▸ TASK INPUTS
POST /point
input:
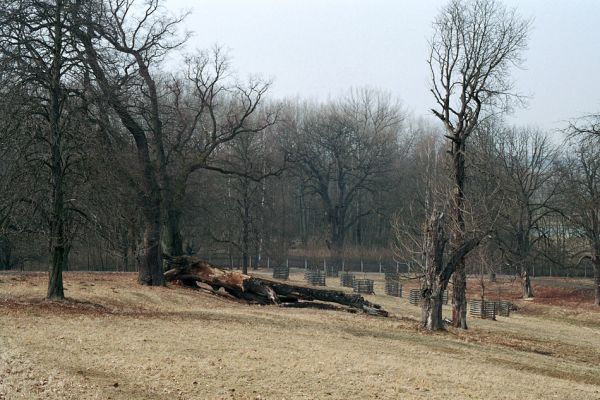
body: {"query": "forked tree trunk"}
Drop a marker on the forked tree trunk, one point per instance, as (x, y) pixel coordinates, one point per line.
(459, 291)
(431, 307)
(436, 280)
(57, 228)
(150, 266)
(438, 270)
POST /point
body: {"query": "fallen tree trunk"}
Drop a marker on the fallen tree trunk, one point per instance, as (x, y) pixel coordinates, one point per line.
(263, 291)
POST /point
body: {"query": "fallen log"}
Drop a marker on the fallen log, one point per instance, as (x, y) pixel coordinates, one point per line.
(263, 291)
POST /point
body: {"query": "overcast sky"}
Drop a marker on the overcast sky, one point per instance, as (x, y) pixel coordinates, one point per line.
(317, 48)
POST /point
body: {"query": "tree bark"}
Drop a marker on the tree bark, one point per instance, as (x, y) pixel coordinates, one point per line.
(436, 279)
(526, 285)
(597, 279)
(264, 291)
(150, 267)
(173, 240)
(57, 228)
(459, 291)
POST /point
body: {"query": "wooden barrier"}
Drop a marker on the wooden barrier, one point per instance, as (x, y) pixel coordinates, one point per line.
(393, 288)
(414, 297)
(314, 277)
(364, 286)
(482, 309)
(332, 271)
(503, 308)
(281, 272)
(347, 279)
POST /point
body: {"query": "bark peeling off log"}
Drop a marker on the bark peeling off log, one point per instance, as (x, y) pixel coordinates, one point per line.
(264, 291)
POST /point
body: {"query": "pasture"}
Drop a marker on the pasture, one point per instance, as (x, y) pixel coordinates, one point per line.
(114, 339)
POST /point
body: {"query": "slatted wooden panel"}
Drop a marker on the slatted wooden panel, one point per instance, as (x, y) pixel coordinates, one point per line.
(314, 277)
(503, 308)
(482, 309)
(363, 286)
(393, 288)
(347, 279)
(281, 272)
(414, 297)
(332, 271)
(391, 275)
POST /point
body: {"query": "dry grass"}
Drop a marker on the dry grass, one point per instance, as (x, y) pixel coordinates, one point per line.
(116, 340)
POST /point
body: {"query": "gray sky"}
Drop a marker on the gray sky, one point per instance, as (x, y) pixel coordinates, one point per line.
(320, 48)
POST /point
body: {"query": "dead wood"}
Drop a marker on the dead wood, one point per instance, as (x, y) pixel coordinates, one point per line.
(264, 291)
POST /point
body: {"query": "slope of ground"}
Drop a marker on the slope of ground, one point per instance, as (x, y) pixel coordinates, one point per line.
(114, 339)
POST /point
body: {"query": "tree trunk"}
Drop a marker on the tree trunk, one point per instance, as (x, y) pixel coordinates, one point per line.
(173, 241)
(597, 280)
(436, 276)
(526, 285)
(459, 291)
(57, 231)
(150, 266)
(431, 307)
(459, 296)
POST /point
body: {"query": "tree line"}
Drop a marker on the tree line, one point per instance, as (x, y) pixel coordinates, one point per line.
(106, 153)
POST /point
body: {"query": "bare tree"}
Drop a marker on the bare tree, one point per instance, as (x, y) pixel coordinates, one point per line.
(580, 198)
(341, 151)
(208, 107)
(474, 45)
(43, 59)
(124, 42)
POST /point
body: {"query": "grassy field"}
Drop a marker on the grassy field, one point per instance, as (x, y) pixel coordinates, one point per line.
(113, 339)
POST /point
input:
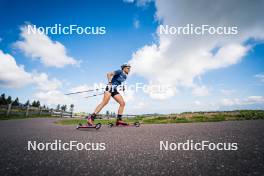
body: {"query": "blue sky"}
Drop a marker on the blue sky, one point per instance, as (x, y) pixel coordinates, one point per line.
(232, 85)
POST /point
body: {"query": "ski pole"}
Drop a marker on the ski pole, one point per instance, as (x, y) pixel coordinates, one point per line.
(94, 95)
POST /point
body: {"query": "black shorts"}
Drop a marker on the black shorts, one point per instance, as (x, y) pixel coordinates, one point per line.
(112, 90)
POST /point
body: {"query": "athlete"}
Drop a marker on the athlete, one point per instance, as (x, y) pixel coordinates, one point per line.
(115, 80)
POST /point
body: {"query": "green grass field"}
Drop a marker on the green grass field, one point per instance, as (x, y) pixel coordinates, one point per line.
(182, 118)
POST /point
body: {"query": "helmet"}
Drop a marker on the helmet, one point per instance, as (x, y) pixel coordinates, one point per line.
(125, 65)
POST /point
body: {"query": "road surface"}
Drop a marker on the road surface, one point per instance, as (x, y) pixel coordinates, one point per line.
(132, 151)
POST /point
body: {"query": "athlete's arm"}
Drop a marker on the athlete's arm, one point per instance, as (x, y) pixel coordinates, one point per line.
(110, 76)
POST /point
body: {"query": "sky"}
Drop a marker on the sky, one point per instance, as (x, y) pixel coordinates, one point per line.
(201, 72)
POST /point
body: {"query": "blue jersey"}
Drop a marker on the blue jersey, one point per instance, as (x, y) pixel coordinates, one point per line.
(118, 78)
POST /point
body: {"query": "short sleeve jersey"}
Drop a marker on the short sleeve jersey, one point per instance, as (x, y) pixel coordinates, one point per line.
(119, 77)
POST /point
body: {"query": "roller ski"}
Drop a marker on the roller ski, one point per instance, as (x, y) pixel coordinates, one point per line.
(90, 124)
(121, 123)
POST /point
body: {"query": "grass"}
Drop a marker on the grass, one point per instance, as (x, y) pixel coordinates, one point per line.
(182, 118)
(21, 116)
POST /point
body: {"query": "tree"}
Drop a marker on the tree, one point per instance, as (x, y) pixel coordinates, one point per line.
(16, 102)
(107, 113)
(27, 103)
(38, 104)
(34, 103)
(64, 107)
(58, 107)
(71, 107)
(9, 100)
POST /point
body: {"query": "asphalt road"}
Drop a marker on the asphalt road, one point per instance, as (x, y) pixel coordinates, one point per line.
(132, 151)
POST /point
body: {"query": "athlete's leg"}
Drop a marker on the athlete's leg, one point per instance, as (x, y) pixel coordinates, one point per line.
(121, 102)
(106, 98)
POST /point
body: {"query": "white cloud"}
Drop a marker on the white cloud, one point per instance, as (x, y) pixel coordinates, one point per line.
(11, 74)
(200, 91)
(180, 60)
(140, 3)
(44, 83)
(227, 91)
(245, 101)
(136, 23)
(53, 97)
(15, 76)
(260, 77)
(40, 46)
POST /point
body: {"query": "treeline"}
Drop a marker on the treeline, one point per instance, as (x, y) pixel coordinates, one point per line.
(7, 100)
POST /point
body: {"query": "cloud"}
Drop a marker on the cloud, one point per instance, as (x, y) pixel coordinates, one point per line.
(15, 76)
(53, 97)
(140, 3)
(200, 91)
(180, 60)
(11, 74)
(44, 83)
(227, 92)
(136, 23)
(260, 77)
(40, 46)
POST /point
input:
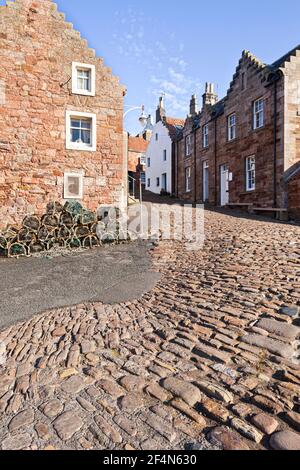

▸ DIRECTIONS
Extract each line of the items above that contains the string "surface".

▸ FINISHED EXERCISE
body: {"query": "road surface"}
Drop a marker on the road surface, one point per instance, as (x, y) pixel coordinates, one point per line.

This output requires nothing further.